## [WHAT YOU NEED TO DO]
1. From the article on the Spanish ship San Telmo, list each entry under "General characteristics" with its value.
2. Write the next part of the article on the Spanish ship San Telmo, starting after its last sentence.

## [EXTRACT PROVIDED]
__________________________________________________

General characteristics
- Displacement: 2,550 tons
- Length: 53 m (174 ft)
- Beam: 14.5 m (48 ft)
- Complement: 644

= Spanish ship San Telmo =

Ship of the line of the Spanish Navy

San Telmo was a 74-gun ship of the line of the Spanish Navy launched in 1788. It sank in 1819, while bringing reinforcements to Peru during the war of independence. Based on the location where it was lost, it has been speculated that survivors may have reached Antarctica.

== History ==

In 1819, the San Telmo, commanded by Captain Joaquín de Toledo y Parra, was the flagship of a Spanish naval squadron under Brigadier Rosendo Porlier y Asteguieta bound for Callao, Peru, to reinforce colonial forces there fighting the independence movements in Spanish America. It was damaged by severe weather in the Drake Passage, south of Cape Horn on 2 September 1819, and sank with all 644 people on board.

__________________________________________________

## [SOURCE MATERIAL]
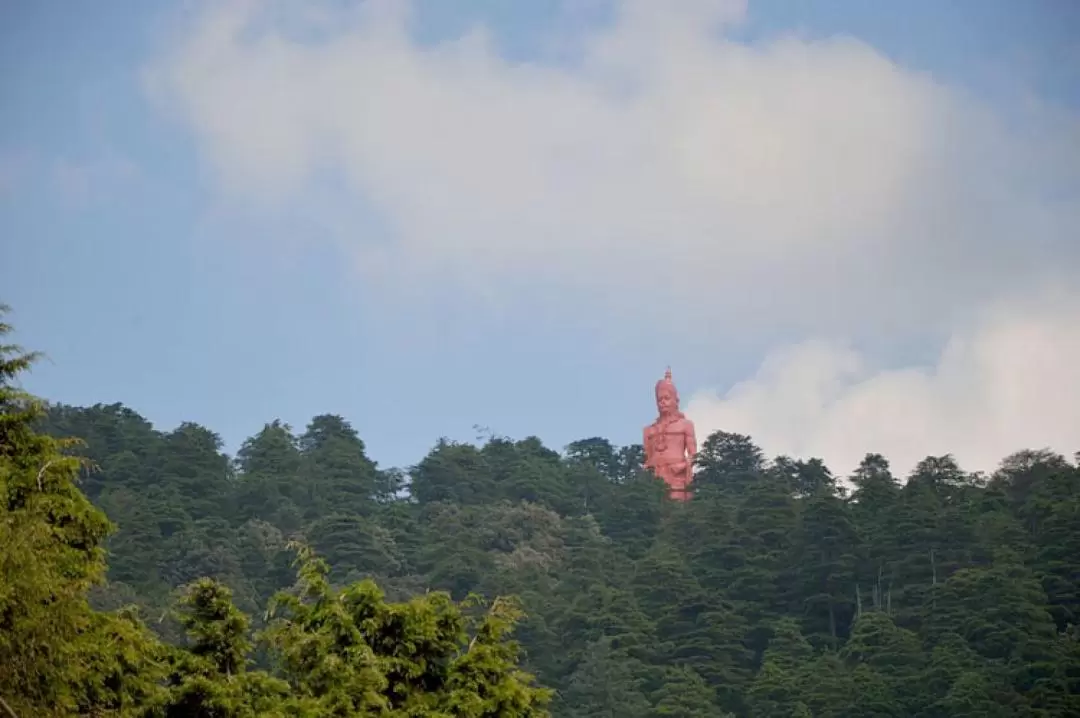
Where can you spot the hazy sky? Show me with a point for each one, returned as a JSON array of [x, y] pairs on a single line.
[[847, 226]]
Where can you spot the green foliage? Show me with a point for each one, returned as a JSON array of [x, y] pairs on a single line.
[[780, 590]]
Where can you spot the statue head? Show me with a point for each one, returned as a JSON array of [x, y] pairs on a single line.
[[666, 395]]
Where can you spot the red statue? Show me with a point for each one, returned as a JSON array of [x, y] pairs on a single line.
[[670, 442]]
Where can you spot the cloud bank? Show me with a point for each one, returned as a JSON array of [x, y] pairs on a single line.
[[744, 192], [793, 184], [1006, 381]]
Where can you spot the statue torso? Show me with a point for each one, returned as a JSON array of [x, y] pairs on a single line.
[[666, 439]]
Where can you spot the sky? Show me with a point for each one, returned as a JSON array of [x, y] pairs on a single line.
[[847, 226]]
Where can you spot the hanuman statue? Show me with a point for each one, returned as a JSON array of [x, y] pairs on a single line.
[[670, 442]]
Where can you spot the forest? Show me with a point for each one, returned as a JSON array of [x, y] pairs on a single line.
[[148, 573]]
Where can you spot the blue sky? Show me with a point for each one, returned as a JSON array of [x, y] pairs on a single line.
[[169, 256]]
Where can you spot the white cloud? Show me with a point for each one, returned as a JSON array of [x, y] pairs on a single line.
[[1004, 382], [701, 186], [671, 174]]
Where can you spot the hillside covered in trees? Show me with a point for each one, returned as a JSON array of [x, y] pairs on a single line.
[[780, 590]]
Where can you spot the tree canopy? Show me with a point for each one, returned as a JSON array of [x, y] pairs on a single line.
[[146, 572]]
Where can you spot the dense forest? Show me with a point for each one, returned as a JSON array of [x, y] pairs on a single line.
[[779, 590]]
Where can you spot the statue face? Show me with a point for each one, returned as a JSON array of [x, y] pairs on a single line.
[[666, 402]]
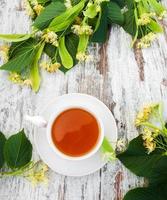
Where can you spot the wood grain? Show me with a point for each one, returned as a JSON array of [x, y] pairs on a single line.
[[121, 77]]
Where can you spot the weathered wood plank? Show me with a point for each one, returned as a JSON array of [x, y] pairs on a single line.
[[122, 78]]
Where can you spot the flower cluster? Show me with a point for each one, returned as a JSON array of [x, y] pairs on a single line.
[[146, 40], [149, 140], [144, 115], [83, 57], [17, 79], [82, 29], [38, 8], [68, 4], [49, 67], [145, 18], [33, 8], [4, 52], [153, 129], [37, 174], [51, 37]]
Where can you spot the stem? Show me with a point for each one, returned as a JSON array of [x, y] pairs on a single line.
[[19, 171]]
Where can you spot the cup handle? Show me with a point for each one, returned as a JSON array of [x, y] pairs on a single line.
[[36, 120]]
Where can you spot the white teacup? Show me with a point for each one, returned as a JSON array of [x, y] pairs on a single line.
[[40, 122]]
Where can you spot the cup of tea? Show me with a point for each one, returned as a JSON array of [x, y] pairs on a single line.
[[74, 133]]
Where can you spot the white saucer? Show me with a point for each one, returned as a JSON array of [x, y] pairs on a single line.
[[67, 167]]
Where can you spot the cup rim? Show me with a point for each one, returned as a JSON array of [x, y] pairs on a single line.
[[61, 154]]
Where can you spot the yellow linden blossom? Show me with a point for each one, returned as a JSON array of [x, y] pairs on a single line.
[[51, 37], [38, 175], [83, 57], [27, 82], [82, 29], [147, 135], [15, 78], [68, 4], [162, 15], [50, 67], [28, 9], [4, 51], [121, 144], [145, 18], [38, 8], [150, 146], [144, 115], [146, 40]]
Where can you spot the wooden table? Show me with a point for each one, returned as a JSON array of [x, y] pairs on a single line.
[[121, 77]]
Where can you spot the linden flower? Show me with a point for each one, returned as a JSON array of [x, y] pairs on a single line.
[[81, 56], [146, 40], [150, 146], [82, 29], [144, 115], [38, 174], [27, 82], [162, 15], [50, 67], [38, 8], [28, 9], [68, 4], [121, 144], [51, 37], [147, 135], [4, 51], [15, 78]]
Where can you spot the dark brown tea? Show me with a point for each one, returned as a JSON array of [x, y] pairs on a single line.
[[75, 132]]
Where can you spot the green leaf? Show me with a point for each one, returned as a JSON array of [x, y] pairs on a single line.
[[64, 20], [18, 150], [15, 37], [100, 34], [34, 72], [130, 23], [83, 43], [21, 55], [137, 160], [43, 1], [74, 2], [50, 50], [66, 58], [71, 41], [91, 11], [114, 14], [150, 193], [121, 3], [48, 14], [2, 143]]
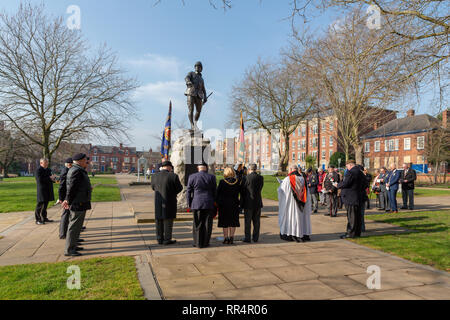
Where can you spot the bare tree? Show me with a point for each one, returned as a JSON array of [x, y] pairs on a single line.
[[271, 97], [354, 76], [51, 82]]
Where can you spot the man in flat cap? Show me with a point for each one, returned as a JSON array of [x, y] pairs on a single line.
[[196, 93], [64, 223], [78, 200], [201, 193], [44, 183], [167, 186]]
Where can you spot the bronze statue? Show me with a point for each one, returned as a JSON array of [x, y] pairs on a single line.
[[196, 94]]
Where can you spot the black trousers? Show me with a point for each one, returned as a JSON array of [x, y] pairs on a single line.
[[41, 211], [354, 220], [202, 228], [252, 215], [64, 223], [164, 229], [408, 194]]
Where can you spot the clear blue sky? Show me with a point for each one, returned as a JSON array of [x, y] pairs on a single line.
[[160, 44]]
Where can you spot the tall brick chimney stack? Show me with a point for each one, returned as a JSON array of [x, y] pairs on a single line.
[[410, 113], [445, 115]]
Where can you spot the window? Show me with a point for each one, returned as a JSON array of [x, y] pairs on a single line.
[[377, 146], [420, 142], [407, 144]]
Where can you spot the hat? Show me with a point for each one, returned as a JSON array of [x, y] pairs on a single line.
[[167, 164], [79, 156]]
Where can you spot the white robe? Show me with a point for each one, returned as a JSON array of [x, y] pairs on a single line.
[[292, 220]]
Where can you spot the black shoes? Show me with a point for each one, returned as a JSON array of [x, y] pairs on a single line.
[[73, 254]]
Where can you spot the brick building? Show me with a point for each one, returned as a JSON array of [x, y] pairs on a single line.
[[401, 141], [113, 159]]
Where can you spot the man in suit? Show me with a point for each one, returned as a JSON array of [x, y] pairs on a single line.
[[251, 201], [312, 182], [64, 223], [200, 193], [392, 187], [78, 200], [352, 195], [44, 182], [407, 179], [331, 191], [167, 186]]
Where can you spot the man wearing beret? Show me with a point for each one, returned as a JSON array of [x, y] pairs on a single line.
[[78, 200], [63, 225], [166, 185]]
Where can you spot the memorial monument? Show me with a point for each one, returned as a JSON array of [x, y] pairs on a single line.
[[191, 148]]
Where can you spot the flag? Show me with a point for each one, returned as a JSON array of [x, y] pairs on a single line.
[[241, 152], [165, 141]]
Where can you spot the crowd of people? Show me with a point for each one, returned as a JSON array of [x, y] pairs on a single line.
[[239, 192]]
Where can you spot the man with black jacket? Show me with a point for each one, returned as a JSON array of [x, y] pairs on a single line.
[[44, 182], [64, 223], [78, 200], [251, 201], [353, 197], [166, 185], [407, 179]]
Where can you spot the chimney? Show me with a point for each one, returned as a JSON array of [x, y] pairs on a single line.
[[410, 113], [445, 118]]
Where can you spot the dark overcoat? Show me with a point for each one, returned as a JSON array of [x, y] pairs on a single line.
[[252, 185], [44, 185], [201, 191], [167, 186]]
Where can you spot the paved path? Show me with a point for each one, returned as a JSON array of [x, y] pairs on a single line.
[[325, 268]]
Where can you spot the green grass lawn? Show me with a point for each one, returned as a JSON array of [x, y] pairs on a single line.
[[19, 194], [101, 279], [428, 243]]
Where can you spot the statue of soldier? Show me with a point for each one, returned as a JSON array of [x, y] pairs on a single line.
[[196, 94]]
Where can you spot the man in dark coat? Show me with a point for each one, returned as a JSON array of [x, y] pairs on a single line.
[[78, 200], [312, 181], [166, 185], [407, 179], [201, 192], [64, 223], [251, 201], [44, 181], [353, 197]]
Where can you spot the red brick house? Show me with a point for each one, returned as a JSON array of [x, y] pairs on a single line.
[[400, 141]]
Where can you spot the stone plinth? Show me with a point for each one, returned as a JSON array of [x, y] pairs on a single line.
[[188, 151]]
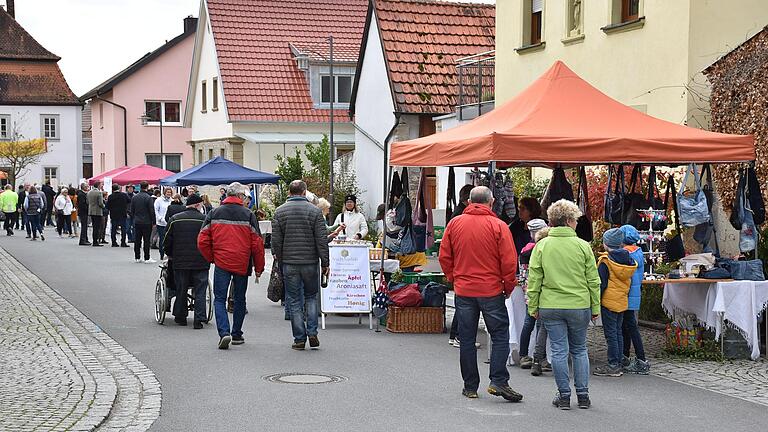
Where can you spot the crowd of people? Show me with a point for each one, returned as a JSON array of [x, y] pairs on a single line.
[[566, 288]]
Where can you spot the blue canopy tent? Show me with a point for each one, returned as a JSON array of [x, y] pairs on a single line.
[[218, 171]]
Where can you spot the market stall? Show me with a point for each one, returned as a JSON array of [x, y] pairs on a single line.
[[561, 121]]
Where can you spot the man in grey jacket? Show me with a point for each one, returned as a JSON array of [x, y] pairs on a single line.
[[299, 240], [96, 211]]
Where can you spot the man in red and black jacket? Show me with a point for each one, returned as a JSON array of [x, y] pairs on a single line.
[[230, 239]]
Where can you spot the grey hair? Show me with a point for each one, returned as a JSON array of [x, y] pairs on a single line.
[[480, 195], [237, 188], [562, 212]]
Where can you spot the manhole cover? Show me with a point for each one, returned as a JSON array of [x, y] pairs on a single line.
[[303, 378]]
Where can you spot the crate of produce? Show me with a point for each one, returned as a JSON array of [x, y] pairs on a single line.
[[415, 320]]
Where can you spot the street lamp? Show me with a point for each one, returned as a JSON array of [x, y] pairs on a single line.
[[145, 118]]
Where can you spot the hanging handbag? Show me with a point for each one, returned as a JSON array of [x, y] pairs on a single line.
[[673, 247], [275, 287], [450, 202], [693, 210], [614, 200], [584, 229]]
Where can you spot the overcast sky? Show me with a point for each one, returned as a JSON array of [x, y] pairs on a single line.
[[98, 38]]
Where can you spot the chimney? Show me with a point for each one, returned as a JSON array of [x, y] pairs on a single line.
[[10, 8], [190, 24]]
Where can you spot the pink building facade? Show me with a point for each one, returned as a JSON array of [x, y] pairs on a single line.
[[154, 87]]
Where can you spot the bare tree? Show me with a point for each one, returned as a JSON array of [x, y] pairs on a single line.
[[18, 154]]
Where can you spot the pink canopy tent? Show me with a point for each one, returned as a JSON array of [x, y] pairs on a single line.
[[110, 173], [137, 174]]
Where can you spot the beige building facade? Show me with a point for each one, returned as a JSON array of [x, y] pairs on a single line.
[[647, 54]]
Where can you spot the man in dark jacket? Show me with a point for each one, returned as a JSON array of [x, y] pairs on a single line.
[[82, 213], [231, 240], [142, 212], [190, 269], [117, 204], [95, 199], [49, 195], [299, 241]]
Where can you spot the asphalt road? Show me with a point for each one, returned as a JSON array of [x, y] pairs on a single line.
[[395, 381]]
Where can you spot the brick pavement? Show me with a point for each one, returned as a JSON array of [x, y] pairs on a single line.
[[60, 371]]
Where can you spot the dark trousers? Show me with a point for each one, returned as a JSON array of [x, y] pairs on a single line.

__________________________________________________

## [PER-TASK OUTPUTS]
1.
- Displacement: 2,550 tons
- Length: 53 m (174 ft)
- Beam: 14.5 m (48 ft)
- Complement: 644

2.
== Legacy ==

Some remnants and signs of the wreckage were later found by William Smith on Livingston Island in the South Shetland Islands, located on the Antarctic continental shelf. If any crew members survived the initial sinking and managed to land there, they would have been the first people to reach the continent. San Telmo Island, off the north coast of Livingston Island, is named after the ship.

Prior to the battle that led to the capture of Valdivia in February 1820, the patriot force told the Spanish garrison of the Valdivian Fort System they were part of the convoy of San Telmo. Using this tactic they were able to approach the beach at Aguada del Inglés largely undisturbed before their amphibious assault begun.

In 1985 a skull belonging to an indigenous woman was found on Yamana Beach, and may be related to the San Telmo.